◆ **DATA FOR THIS EXERCISE**
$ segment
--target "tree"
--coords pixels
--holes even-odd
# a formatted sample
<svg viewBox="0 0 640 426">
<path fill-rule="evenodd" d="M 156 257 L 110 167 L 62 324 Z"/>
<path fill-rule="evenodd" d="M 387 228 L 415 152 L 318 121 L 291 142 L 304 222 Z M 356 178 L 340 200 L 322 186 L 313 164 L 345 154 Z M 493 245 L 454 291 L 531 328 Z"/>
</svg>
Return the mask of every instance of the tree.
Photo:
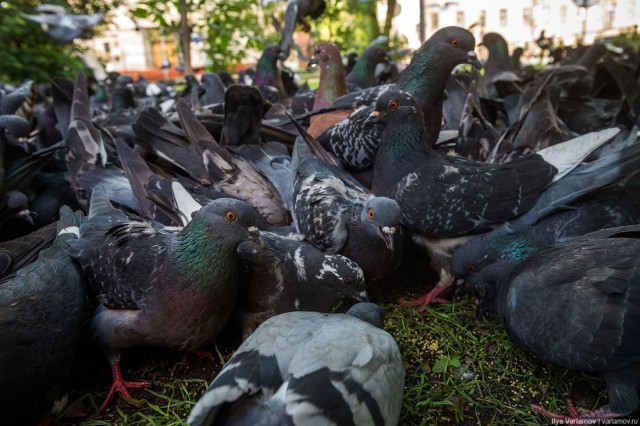
<svg viewBox="0 0 640 426">
<path fill-rule="evenodd" d="M 87 70 L 78 56 L 83 51 L 78 43 L 55 43 L 38 24 L 20 16 L 21 12 L 32 13 L 41 3 L 38 0 L 0 2 L 0 81 L 47 82 L 54 76 L 73 78 L 79 70 Z M 121 0 L 48 0 L 48 3 L 70 8 L 74 13 L 104 13 Z"/>
<path fill-rule="evenodd" d="M 140 0 L 133 13 L 157 22 L 164 34 L 179 35 L 185 45 L 189 44 L 187 33 L 201 33 L 207 41 L 207 68 L 219 71 L 242 62 L 248 49 L 260 51 L 277 42 L 278 35 L 270 23 L 277 7 L 261 6 L 255 0 Z M 180 10 L 189 16 L 186 31 L 171 18 Z"/>
</svg>

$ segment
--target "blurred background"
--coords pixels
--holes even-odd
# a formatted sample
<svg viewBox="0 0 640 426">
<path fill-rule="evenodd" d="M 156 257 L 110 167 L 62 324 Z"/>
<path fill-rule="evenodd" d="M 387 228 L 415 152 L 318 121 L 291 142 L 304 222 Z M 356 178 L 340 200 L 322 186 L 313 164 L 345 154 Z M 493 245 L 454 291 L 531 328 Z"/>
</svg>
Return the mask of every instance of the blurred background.
<svg viewBox="0 0 640 426">
<path fill-rule="evenodd" d="M 28 19 L 42 2 L 0 2 L 0 80 L 46 81 L 73 76 L 86 66 L 99 80 L 117 71 L 150 80 L 185 73 L 255 66 L 264 47 L 277 43 L 285 0 L 50 0 L 70 14 L 93 16 L 99 23 L 60 42 L 47 35 L 46 23 Z M 640 46 L 636 0 L 327 0 L 322 15 L 294 34 L 294 51 L 286 65 L 306 66 L 310 46 L 331 40 L 340 50 L 360 52 L 377 43 L 408 60 L 439 28 L 457 25 L 476 40 L 488 32 L 502 34 L 510 50 L 521 47 L 526 63 L 549 62 L 579 43 L 605 41 Z M 484 49 L 477 49 L 481 57 Z M 185 55 L 184 53 L 187 53 Z"/>
</svg>

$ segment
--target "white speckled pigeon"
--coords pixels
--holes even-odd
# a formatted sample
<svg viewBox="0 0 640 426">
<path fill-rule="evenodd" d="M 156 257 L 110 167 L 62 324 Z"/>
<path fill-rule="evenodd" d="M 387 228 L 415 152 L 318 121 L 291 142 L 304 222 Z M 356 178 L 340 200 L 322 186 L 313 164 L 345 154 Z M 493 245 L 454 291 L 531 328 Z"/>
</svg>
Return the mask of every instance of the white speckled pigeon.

◆ **PROBLEM TO SOLVE**
Go through the entries above and print each one exactly, minus the pictures.

◆ **TASK RESPONSE**
$ segment
--target "tree"
--coords pixels
--holes even-odd
# a formatted sample
<svg viewBox="0 0 640 426">
<path fill-rule="evenodd" d="M 156 257 L 110 167 L 62 324 Z"/>
<path fill-rule="evenodd" d="M 387 228 L 415 152 L 318 121 L 291 142 L 304 222 Z M 356 178 L 340 200 L 322 186 L 313 164 L 345 154 Z M 493 245 L 454 291 L 531 328 Z"/>
</svg>
Return the mask of every instance of the tree.
Photo:
<svg viewBox="0 0 640 426">
<path fill-rule="evenodd" d="M 87 70 L 78 56 L 83 51 L 78 43 L 55 43 L 38 24 L 20 16 L 21 12 L 32 13 L 41 3 L 38 0 L 0 2 L 0 81 L 47 82 L 54 76 L 73 78 L 79 70 Z M 121 0 L 48 0 L 48 3 L 70 8 L 74 13 L 104 13 Z"/>
<path fill-rule="evenodd" d="M 140 0 L 133 13 L 157 22 L 164 34 L 179 35 L 185 45 L 189 44 L 187 33 L 201 33 L 207 41 L 207 68 L 219 71 L 242 62 L 248 49 L 260 51 L 277 42 L 278 35 L 270 23 L 277 7 L 261 6 L 255 0 Z M 180 10 L 189 16 L 186 31 L 171 18 Z"/>
</svg>

$ segment
--target "blurred background"
--coords pixels
--holes even-odd
# a formatted sample
<svg viewBox="0 0 640 426">
<path fill-rule="evenodd" d="M 156 257 L 110 167 L 62 324 Z"/>
<path fill-rule="evenodd" d="M 387 228 L 415 152 L 318 121 L 291 142 L 304 222 Z M 356 178 L 340 200 L 322 186 L 313 164 L 345 154 Z M 493 245 L 454 291 L 531 328 Z"/>
</svg>
Return the mask of every instance of the blurred background.
<svg viewBox="0 0 640 426">
<path fill-rule="evenodd" d="M 28 19 L 42 2 L 0 2 L 0 80 L 46 81 L 73 76 L 86 66 L 99 80 L 117 71 L 150 80 L 185 73 L 255 66 L 264 47 L 277 43 L 285 0 L 50 0 L 70 14 L 93 16 L 99 23 L 60 42 L 47 35 L 46 23 Z M 640 46 L 636 0 L 327 0 L 322 15 L 294 34 L 294 51 L 286 65 L 306 66 L 310 46 L 331 40 L 340 50 L 360 52 L 377 43 L 408 60 L 439 28 L 457 25 L 476 40 L 488 32 L 502 34 L 510 50 L 521 47 L 526 63 L 549 62 L 579 43 L 605 41 Z M 484 49 L 477 49 L 481 57 Z M 185 55 L 184 53 L 187 53 Z"/>
</svg>

$ segment
--target "white speckled pigeon"
--coords pixels
--holes even-odd
# a formatted sample
<svg viewBox="0 0 640 426">
<path fill-rule="evenodd" d="M 156 257 L 110 167 L 62 324 Z"/>
<path fill-rule="evenodd" d="M 387 228 L 415 152 L 318 121 L 291 142 L 304 222 Z M 356 178 L 340 200 L 322 186 L 313 164 L 345 154 Z M 493 245 L 454 291 L 531 328 Z"/>
</svg>
Return the mask of every instance of the white speckled pigeon.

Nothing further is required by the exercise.